- **Work instruction**:
Let your answer be the line containing "Would you kindly locate the shadow" and every line below it to the end of the records, copied exactly.

Data listing: Begin

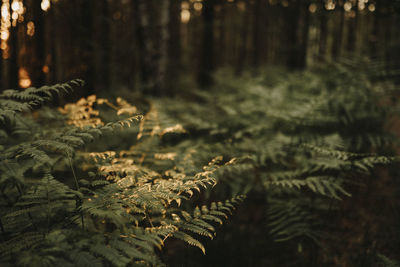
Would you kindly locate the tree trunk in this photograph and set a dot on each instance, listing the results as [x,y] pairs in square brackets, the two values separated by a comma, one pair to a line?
[162,57]
[145,44]
[338,37]
[101,46]
[37,74]
[241,59]
[323,35]
[256,40]
[207,49]
[352,30]
[13,60]
[302,58]
[174,47]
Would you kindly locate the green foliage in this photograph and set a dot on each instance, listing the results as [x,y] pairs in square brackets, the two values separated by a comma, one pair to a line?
[64,205]
[304,143]
[303,140]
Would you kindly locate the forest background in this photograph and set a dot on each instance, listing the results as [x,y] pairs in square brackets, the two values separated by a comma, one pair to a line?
[287,108]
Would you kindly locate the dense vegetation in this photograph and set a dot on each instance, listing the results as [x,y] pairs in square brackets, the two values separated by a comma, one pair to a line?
[286,160]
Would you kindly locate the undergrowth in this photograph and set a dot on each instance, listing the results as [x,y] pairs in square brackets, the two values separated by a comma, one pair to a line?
[109,183]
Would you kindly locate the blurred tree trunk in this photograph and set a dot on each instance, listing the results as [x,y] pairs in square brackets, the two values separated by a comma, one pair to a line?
[101,45]
[145,45]
[37,43]
[352,29]
[174,46]
[338,35]
[297,28]
[207,48]
[154,60]
[256,41]
[304,35]
[242,49]
[162,58]
[291,24]
[13,59]
[323,35]
[57,33]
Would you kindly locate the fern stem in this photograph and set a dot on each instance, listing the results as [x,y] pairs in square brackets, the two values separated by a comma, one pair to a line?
[77,188]
[73,173]
[2,228]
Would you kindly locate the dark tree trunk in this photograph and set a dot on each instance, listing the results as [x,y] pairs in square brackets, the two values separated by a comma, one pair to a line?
[256,40]
[242,49]
[352,30]
[101,46]
[174,47]
[291,23]
[145,45]
[162,57]
[207,48]
[323,35]
[37,74]
[338,37]
[13,60]
[302,61]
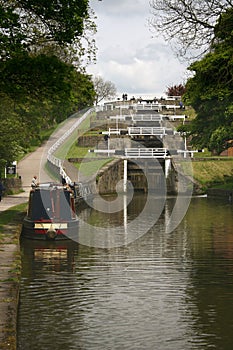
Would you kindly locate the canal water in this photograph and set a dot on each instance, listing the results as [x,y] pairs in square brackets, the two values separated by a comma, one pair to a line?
[165,291]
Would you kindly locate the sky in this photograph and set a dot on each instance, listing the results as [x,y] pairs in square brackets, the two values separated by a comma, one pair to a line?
[127,53]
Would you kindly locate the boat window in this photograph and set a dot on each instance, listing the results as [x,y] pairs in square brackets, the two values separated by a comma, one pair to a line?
[65,210]
[41,206]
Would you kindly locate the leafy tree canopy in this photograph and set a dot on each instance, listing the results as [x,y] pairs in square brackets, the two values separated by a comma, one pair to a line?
[189,25]
[103,89]
[210,91]
[31,24]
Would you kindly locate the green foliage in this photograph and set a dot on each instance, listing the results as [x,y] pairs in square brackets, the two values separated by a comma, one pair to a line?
[39,84]
[30,24]
[210,91]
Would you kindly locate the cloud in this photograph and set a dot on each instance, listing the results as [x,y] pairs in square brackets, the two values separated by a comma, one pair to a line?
[127,54]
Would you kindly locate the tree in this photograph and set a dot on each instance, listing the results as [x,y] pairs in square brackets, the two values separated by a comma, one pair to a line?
[103,89]
[188,24]
[210,91]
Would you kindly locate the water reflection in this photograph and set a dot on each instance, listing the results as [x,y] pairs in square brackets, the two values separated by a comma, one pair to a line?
[163,291]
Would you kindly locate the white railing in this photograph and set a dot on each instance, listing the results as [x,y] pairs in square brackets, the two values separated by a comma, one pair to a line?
[147,117]
[155,131]
[176,117]
[147,106]
[146,152]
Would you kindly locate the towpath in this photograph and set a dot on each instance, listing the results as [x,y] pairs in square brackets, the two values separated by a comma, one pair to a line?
[34,164]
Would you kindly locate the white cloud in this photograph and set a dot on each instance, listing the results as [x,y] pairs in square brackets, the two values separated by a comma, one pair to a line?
[127,54]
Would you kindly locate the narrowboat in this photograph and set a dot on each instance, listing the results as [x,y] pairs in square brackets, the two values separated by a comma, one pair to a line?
[51,213]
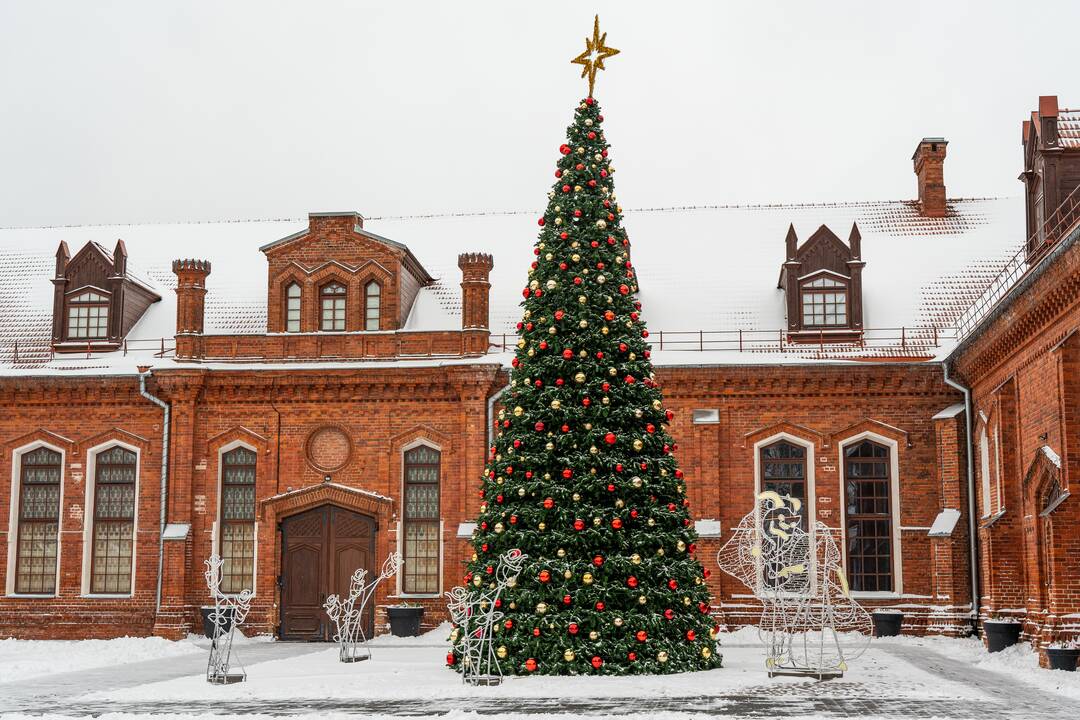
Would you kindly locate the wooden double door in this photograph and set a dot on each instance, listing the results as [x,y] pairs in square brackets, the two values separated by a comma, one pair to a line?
[321,548]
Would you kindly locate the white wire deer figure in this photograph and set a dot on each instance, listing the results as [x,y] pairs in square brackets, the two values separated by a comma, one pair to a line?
[475,613]
[799,579]
[229,612]
[348,614]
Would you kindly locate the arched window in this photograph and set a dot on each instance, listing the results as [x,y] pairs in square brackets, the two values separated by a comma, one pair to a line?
[824,303]
[89,316]
[39,518]
[113,521]
[984,470]
[238,519]
[784,471]
[373,301]
[293,308]
[868,516]
[332,298]
[421,520]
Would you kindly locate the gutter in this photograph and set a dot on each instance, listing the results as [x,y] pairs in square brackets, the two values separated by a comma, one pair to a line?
[164,478]
[976,594]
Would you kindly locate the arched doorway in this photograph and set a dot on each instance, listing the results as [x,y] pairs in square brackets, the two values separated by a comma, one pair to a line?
[321,548]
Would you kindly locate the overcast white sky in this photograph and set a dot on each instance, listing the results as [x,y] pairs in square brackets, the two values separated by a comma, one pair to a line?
[161,111]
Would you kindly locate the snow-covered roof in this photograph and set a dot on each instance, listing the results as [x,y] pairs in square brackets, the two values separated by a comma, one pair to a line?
[711,268]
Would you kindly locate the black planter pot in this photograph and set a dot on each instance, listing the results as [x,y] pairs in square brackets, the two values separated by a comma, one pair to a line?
[208,624]
[405,622]
[1000,636]
[1063,659]
[887,624]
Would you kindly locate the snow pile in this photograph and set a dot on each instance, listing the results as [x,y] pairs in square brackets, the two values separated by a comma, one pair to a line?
[21,660]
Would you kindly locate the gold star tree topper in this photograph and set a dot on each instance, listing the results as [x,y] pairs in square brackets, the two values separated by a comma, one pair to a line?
[595,53]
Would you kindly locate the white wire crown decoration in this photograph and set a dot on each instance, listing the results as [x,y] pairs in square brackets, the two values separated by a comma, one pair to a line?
[348,613]
[229,612]
[810,625]
[474,613]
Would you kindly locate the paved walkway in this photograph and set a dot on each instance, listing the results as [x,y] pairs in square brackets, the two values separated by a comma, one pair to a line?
[1004,697]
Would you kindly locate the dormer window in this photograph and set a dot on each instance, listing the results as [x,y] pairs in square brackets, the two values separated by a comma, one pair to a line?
[373,299]
[333,298]
[822,281]
[293,308]
[89,316]
[824,303]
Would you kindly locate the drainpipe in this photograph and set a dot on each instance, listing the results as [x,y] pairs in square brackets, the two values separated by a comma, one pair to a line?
[490,408]
[976,595]
[144,372]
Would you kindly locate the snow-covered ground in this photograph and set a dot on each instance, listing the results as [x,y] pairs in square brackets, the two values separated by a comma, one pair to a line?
[409,671]
[22,660]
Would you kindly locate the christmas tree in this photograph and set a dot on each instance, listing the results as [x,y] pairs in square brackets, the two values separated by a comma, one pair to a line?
[582,477]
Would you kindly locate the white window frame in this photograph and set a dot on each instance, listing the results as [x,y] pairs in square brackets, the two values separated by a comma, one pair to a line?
[898,556]
[89,516]
[215,534]
[16,466]
[400,531]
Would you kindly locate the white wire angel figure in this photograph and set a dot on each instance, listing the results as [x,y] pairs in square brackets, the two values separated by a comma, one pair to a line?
[799,579]
[475,613]
[348,614]
[230,611]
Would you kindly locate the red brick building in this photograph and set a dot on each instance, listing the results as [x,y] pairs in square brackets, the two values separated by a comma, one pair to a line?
[310,411]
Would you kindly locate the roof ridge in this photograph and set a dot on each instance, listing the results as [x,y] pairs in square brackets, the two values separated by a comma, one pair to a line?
[426,216]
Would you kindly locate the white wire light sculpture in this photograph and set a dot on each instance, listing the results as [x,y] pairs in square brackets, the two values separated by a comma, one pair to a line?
[474,613]
[810,625]
[229,612]
[348,614]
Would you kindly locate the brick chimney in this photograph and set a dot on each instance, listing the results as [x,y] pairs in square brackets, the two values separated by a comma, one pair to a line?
[929,161]
[475,288]
[190,295]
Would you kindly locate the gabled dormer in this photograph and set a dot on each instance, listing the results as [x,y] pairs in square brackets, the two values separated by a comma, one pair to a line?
[96,300]
[335,276]
[822,282]
[1051,174]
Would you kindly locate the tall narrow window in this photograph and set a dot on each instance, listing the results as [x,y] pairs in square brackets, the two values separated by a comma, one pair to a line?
[89,316]
[293,308]
[333,303]
[784,471]
[421,520]
[238,519]
[113,521]
[824,303]
[868,516]
[373,301]
[39,517]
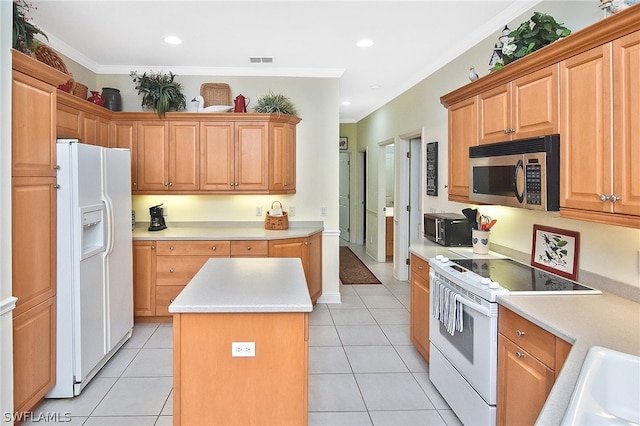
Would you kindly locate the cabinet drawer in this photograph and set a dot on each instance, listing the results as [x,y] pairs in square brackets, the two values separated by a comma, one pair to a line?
[164,296]
[249,248]
[194,248]
[177,270]
[533,339]
[420,267]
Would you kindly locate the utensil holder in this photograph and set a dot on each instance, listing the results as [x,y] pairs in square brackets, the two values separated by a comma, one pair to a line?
[480,241]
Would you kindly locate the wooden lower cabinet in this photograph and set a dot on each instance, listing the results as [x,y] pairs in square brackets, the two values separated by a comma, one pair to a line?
[529,360]
[268,388]
[34,354]
[161,269]
[420,312]
[144,278]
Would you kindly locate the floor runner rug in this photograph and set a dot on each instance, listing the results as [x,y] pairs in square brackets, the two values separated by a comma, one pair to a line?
[353,270]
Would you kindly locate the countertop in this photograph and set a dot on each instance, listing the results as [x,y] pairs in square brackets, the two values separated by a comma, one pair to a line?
[224,231]
[242,285]
[583,320]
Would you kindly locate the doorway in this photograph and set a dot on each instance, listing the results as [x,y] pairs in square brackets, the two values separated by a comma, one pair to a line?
[344,205]
[408,203]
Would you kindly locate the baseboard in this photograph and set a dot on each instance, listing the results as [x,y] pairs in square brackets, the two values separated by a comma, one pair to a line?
[330,298]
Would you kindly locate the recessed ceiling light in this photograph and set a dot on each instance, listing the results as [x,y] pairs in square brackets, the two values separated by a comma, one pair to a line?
[172,40]
[364,43]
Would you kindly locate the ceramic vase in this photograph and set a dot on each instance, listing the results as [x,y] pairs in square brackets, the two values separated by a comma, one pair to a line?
[96,98]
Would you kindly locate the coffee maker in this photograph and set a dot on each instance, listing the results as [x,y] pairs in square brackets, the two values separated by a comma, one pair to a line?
[157,218]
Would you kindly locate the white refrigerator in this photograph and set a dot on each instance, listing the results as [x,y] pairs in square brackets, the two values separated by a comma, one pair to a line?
[94,261]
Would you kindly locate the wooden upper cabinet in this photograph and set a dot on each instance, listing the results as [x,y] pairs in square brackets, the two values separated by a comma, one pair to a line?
[585,145]
[251,156]
[282,157]
[33,147]
[462,135]
[124,134]
[217,152]
[626,124]
[153,155]
[168,156]
[525,107]
[184,156]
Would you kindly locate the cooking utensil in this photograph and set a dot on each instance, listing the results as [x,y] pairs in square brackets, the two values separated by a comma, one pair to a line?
[471,215]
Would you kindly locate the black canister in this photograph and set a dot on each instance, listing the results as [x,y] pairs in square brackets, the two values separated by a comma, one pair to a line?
[112,98]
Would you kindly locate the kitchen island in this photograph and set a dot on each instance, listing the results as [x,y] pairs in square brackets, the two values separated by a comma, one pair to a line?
[241,343]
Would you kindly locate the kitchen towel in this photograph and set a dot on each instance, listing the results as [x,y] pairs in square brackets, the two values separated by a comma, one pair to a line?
[447,307]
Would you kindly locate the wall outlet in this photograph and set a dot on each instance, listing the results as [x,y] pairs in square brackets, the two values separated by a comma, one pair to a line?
[243,349]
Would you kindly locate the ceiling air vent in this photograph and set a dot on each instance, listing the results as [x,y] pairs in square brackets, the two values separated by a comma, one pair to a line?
[260,60]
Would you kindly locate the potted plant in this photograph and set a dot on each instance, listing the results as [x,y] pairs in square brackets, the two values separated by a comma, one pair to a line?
[159,92]
[23,30]
[275,103]
[540,30]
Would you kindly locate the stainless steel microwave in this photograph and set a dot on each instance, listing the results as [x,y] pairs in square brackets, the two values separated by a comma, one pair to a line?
[447,229]
[521,173]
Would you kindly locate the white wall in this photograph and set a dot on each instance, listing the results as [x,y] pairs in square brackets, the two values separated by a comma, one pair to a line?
[608,251]
[6,298]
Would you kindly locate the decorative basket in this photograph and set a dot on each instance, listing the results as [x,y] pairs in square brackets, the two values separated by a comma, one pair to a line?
[49,56]
[80,90]
[276,223]
[216,94]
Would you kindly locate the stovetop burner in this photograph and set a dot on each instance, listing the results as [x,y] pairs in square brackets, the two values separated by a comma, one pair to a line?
[518,277]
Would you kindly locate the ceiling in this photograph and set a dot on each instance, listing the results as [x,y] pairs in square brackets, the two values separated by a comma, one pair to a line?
[305,39]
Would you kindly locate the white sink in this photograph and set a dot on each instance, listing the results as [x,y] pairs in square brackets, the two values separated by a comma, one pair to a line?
[607,391]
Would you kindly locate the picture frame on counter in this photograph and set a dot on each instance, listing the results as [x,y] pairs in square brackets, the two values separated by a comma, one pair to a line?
[556,250]
[344,143]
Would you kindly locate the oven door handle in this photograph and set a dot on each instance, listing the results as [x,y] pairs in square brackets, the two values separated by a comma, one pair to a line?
[484,311]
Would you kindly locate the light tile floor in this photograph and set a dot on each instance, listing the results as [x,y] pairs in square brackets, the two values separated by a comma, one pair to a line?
[363,369]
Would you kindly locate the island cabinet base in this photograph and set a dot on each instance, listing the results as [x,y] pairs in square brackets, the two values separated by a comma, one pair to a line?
[210,387]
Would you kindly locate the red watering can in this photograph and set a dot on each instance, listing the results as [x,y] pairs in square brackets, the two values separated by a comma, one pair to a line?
[241,104]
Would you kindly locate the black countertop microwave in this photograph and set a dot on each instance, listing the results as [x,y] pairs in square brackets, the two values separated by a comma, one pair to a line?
[447,229]
[520,173]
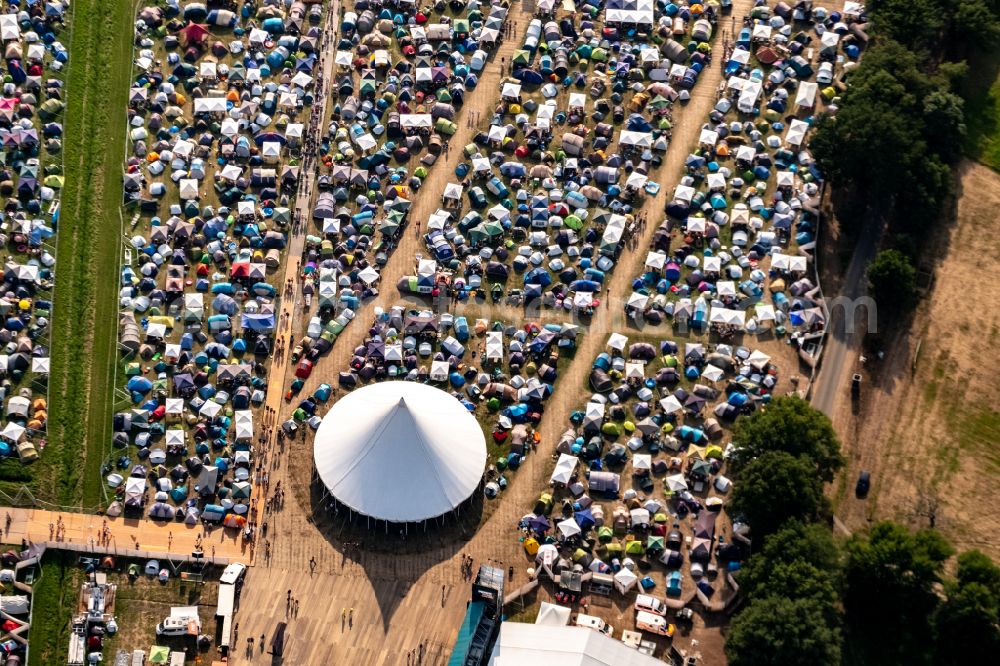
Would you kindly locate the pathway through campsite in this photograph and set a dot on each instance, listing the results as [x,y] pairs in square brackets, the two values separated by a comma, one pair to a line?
[373,608]
[94,534]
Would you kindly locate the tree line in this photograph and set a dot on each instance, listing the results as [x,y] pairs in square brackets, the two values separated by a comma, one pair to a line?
[881,597]
[900,125]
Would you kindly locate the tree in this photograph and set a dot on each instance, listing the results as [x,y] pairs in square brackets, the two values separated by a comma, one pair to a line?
[792,425]
[968,621]
[975,567]
[975,22]
[790,632]
[914,23]
[893,281]
[945,112]
[774,488]
[890,598]
[797,561]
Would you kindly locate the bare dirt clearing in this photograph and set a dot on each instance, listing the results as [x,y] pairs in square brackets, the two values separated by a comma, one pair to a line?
[927,426]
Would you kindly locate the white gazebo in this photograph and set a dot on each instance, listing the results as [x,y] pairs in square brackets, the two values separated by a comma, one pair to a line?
[400,452]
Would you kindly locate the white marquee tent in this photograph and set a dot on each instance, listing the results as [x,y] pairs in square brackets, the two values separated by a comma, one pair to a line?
[521,644]
[400,451]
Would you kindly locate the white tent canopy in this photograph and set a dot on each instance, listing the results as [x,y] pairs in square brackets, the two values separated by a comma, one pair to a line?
[400,451]
[520,644]
[564,468]
[494,346]
[625,580]
[553,615]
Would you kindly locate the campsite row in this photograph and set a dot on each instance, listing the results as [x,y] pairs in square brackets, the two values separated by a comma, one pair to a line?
[219,115]
[733,253]
[548,195]
[31,179]
[400,73]
[502,373]
[639,476]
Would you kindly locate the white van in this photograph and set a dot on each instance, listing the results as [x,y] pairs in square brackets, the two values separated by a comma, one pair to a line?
[650,604]
[654,624]
[175,626]
[595,623]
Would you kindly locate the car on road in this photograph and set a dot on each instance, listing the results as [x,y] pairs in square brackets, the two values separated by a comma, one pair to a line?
[863,485]
[232,573]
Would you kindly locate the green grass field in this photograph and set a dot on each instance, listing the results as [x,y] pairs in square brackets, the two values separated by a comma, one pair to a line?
[54,599]
[84,322]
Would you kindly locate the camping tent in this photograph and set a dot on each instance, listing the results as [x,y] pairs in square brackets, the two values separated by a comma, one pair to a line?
[400,451]
[552,615]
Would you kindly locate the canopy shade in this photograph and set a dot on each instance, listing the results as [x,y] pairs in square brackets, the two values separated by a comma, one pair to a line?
[400,451]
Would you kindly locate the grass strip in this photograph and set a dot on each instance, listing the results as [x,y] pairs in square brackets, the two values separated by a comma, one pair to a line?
[84,319]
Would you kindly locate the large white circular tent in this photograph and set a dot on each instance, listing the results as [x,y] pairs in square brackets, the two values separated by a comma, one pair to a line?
[400,451]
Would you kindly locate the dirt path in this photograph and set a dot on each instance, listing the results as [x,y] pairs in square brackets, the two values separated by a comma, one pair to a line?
[927,427]
[404,590]
[128,537]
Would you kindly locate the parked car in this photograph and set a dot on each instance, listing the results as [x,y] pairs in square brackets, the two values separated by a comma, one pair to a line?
[864,484]
[824,75]
[595,623]
[653,623]
[174,626]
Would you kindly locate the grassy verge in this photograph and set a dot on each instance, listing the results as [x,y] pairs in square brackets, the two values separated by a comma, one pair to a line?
[84,322]
[54,598]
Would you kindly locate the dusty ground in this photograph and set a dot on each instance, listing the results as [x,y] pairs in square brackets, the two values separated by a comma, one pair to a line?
[928,424]
[141,604]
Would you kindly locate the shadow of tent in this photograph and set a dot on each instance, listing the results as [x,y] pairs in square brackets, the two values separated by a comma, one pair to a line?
[394,557]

Data listing: End

- **Answer for this exercise**:
Would you kindly locate the shadow of tent in this photograph and set a dot on each instance, listing the results as [x,y] pairs in square brackets, the two values separated by a comma, one pair to a line?
[394,557]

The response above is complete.